## WORK INSTRUCTIONS
Reproduce all the material exactly, minus any pictures it holds.

## INPUT
<<<<

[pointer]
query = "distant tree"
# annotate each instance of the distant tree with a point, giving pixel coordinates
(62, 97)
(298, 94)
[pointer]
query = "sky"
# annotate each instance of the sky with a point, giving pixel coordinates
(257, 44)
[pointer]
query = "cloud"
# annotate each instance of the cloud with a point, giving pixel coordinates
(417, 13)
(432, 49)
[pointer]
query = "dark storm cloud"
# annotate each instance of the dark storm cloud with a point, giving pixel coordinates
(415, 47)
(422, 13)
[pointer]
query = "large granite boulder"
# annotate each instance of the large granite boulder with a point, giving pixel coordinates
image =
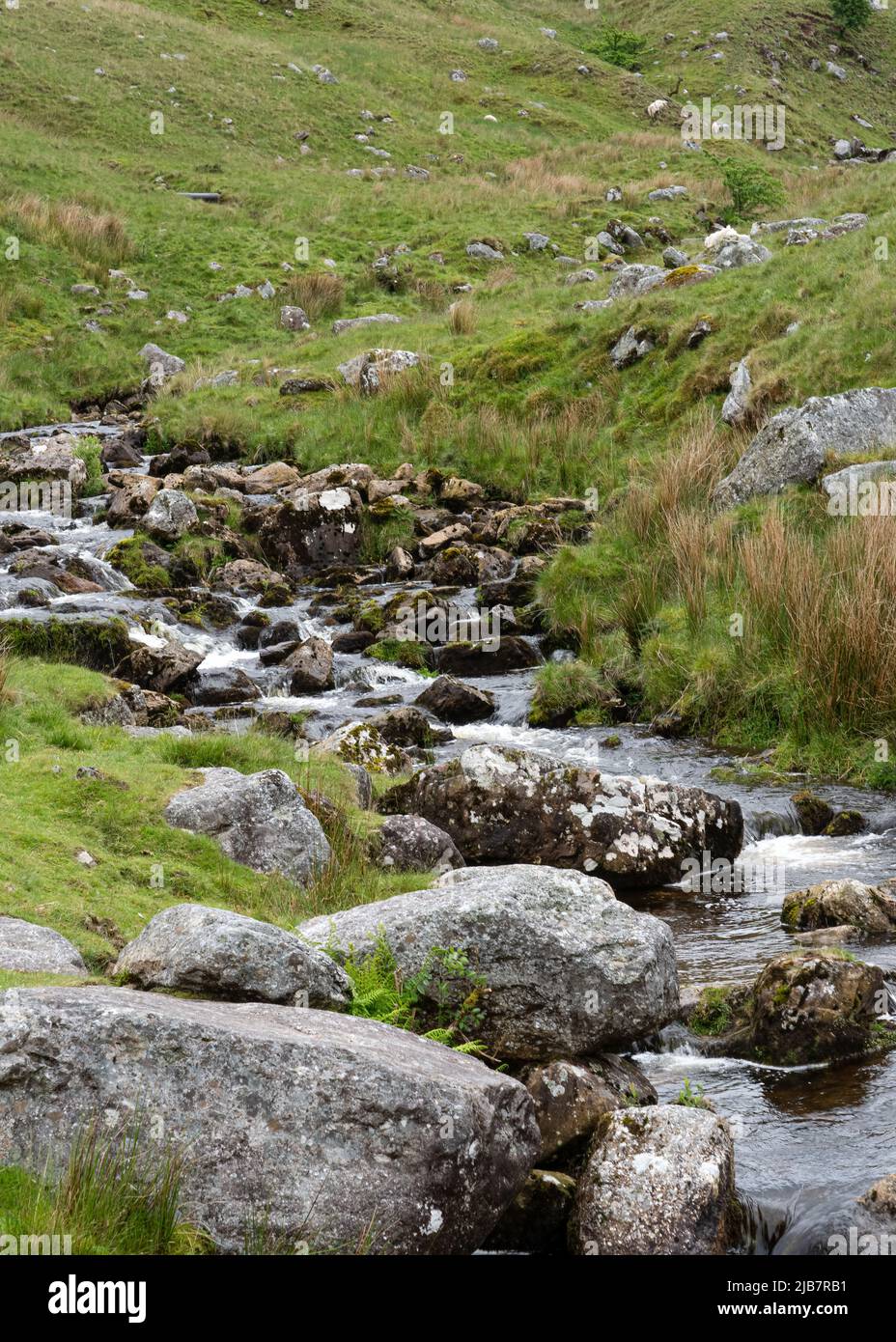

>>>>

## TASK RESULT
[pointer]
query = "distant tree"
# annotate each instance of the distant tree with a point, giving pixel coordinates
(62, 97)
(298, 94)
[pointer]
query = "sky"
# annotate each instance of the sky with a point, giving pixel coordinates
(257, 44)
[pointer]
query = "cloud"
# annotate each instance of the cloud with a point, giving pixel coordinates
(417, 13)
(432, 49)
[pointer]
query = "dark storm cloud"
# annotate each instance of the dark storm cloud with a point, giving pixel coordinates
(415, 47)
(422, 13)
[pointer]
query = "large granite boulder"
# annotate each instance of the large granite boulder with a point, giving pixel coordinates
image =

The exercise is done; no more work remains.